Written request a: In the email validation post, what incorrect minimum length does the regex now require?

** BEGIN Quoted text **

0

Before I jump into my question, let me preface with this: I had a strict set of requirements to follow with regards to email address validation. I attempted to dispute some of them, but was overruled.

Anyways, amongst the requirements were the following:

  • No consecutive periods
  • No special characters in pos 1
  • No periods directly before or after the @
  • Allow the following characters: +!#$%&*/=?`{|}~'_-.

My attempt to satisfy the requirement was successful, with one snag. An incorrect minimum of 3 characters is now required due to the regex I am using for the local part. Here is my attempt:

(^(?!.*\\.{2})([a-zA-Z0-9{1}]+[a-zA-Z0-9\\._\\-\\+!#$%&*/=?`{|}~']+[a-zA-Z0-9{1}])+@([a-zA-Z0-9{1}]+[a-zA-Z0-9\\-]+[a-zA-Z0-9{1}]+\\.)+([a-zA-Z0-9\\-]{2}|net|com|gov|mil|org|edu|int|NET|COM|GOV|MIL|ORG|EDU|INT)$)|^$

I understand why this is happening, I just don't know how to get around it. Any assistance would be greatly appreciated.

Edited: After much discussion, it turns out that my issues were not specific to the local part of the email address. The domain part is also suffering from the same issues.

** END Quoted text **
** BEGIN Record excerpts **

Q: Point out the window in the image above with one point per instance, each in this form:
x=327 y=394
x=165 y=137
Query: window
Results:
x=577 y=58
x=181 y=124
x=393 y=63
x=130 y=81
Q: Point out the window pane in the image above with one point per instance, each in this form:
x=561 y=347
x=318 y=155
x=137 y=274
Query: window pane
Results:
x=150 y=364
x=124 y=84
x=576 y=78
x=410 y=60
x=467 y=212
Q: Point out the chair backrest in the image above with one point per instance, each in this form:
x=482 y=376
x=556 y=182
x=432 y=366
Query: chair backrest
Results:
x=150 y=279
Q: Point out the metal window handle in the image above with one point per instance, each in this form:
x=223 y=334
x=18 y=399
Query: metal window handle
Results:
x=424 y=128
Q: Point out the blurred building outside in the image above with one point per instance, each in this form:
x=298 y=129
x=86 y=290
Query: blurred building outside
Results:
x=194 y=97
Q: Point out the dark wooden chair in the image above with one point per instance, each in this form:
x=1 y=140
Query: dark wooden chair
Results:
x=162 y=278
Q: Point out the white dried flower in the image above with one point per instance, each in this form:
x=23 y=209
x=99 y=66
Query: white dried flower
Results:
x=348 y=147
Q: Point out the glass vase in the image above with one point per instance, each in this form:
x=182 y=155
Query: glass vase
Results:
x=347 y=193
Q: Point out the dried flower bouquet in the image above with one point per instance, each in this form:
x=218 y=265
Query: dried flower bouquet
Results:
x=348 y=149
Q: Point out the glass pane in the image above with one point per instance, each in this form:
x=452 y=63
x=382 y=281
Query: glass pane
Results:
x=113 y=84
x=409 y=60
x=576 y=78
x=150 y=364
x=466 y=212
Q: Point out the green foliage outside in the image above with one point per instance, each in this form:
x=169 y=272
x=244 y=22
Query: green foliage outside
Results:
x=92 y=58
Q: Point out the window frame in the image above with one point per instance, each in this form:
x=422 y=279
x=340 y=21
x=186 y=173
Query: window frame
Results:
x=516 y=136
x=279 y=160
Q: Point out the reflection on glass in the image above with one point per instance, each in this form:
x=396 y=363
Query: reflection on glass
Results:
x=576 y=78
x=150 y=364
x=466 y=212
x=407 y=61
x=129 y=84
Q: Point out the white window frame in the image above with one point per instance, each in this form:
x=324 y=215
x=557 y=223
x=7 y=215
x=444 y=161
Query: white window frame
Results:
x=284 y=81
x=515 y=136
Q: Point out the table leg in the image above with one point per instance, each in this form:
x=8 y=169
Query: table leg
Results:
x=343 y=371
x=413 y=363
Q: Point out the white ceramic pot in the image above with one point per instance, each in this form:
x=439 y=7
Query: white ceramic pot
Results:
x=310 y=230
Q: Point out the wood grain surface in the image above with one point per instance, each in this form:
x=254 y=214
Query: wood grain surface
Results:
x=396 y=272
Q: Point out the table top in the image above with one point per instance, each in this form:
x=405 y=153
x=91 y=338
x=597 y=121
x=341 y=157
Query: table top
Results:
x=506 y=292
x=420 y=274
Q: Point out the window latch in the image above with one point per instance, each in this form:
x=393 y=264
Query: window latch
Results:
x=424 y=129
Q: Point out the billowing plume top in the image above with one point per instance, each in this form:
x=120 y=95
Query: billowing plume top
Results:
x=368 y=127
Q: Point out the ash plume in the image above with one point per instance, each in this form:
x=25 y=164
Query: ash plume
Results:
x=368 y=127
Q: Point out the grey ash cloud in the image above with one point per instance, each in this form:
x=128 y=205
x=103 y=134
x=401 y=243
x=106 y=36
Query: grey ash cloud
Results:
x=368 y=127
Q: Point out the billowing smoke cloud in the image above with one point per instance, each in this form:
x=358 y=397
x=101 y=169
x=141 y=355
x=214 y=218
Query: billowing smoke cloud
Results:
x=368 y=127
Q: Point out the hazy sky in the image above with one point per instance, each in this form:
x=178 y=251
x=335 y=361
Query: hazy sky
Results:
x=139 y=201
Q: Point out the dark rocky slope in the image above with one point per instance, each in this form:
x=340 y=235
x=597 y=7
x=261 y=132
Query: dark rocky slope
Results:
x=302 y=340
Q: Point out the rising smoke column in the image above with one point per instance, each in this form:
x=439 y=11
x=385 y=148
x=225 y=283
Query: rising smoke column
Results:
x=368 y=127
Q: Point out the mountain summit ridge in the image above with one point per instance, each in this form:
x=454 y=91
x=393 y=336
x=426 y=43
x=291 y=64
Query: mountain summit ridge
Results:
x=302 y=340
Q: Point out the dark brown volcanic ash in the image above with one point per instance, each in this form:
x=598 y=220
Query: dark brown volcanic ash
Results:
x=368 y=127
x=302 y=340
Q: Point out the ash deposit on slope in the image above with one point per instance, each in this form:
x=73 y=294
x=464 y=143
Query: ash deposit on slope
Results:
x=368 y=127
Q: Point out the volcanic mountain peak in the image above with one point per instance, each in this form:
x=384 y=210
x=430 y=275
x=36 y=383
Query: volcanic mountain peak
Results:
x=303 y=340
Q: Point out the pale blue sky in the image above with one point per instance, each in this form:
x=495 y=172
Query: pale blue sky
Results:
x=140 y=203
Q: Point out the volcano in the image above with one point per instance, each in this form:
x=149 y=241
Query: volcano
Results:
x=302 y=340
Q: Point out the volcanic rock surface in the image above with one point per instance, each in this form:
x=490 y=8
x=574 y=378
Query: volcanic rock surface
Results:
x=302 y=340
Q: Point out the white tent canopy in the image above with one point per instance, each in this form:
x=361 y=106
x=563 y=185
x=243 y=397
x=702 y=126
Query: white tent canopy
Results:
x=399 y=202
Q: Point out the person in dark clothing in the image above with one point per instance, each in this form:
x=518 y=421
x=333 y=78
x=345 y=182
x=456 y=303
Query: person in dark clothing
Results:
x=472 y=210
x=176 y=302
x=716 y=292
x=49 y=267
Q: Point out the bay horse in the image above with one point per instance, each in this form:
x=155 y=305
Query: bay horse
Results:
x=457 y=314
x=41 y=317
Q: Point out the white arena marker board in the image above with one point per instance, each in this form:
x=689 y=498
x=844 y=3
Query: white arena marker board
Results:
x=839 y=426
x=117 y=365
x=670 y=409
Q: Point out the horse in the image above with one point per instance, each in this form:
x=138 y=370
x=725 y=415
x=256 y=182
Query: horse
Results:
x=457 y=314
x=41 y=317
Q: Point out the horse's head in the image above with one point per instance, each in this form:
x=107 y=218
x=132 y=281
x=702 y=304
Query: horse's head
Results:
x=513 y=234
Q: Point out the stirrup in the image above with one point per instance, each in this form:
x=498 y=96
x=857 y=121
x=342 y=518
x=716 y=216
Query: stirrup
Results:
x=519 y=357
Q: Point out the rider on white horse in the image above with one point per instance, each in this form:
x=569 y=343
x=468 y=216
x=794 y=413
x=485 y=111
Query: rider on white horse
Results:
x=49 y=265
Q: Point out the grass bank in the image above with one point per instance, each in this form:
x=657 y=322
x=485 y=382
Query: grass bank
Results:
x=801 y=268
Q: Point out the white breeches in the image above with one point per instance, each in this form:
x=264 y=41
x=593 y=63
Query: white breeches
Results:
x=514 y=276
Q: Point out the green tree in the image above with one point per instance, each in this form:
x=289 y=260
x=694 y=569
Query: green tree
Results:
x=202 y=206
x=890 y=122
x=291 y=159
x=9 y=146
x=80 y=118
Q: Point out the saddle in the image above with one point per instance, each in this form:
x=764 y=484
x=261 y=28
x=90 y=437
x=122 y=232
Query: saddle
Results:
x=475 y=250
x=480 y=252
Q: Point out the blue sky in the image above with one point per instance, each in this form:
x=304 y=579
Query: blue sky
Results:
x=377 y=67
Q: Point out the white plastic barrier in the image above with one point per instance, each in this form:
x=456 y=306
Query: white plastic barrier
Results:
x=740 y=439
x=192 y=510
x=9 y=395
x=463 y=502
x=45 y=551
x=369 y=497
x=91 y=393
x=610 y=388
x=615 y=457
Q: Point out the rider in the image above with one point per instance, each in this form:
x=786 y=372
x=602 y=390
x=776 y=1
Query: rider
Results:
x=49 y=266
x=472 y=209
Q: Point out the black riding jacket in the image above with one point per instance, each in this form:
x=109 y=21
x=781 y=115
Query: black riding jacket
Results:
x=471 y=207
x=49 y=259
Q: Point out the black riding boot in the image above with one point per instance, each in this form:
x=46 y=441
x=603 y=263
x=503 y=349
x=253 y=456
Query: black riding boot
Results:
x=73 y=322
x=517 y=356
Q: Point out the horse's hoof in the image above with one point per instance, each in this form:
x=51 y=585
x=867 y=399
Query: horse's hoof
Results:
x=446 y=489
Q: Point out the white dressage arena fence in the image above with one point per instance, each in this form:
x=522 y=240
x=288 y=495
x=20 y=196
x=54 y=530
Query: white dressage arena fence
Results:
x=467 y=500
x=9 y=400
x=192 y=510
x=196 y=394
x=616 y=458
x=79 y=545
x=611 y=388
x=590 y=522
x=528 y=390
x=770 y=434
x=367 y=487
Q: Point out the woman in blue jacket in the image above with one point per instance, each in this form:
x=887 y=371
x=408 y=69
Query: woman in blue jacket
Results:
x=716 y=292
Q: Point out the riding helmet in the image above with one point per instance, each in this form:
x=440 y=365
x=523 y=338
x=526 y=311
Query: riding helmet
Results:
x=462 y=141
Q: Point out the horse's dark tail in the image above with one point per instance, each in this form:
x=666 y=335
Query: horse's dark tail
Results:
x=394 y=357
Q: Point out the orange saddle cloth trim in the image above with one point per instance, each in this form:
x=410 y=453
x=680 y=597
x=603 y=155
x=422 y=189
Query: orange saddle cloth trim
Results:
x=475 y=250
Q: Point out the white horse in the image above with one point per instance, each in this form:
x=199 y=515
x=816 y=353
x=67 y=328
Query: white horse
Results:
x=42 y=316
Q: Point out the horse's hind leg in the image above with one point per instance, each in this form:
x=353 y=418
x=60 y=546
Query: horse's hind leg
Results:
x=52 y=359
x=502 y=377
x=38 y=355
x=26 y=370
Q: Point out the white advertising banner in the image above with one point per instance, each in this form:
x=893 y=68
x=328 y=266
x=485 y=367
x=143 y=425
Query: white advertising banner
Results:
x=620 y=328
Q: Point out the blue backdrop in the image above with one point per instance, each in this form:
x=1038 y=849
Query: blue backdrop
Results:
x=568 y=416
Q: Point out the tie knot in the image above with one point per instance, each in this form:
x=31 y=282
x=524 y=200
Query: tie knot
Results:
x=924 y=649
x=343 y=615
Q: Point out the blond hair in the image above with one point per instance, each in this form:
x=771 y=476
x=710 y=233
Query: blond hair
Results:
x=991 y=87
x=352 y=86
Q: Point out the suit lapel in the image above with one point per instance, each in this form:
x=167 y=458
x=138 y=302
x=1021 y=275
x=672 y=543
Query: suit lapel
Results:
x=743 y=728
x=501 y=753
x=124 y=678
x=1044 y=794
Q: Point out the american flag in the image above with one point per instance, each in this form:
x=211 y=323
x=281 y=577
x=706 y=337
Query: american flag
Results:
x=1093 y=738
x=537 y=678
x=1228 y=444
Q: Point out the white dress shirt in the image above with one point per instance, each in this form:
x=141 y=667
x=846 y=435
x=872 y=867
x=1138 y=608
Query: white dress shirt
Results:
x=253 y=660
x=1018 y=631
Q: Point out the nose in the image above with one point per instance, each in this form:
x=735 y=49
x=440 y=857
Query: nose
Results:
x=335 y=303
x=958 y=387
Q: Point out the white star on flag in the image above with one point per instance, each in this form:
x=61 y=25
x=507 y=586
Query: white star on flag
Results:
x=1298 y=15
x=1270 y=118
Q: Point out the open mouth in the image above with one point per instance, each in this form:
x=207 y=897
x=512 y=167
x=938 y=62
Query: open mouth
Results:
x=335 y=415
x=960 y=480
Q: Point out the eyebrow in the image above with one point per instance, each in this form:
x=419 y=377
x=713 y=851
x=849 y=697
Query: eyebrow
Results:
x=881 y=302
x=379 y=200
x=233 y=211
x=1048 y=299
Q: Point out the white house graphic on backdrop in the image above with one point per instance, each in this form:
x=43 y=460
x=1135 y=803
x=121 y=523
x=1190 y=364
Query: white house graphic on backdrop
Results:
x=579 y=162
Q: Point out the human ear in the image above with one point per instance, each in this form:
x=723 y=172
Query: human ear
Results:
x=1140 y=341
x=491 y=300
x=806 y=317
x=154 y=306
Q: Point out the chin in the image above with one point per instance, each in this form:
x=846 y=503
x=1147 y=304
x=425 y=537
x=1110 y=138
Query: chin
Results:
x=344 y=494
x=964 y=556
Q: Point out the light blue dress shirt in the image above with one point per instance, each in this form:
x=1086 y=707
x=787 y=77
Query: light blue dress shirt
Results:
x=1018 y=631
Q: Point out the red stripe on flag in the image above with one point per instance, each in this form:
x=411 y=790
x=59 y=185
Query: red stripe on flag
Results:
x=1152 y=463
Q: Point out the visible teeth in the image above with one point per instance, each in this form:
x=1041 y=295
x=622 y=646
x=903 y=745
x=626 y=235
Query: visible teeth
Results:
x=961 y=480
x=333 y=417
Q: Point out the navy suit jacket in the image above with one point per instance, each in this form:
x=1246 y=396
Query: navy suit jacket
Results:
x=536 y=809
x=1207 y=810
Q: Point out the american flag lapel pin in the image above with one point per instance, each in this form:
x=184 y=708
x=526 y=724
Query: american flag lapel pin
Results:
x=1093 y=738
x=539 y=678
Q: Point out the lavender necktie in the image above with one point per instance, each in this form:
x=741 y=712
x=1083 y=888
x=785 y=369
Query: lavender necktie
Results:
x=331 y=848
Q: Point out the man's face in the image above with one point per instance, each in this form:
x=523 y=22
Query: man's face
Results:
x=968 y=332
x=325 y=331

** END Record excerpts **

Written request b: Show every line of the entries that contains the word "chair".

Task result a: A minimum of 3 characters.

Task result b:
Q: Point out the chair backrest in the image above with one point per instance, each in this form:
Query: chair backrest
Q: Point out the dark wooden chair in the image above with one point per instance, each in this form:
Query: dark wooden chair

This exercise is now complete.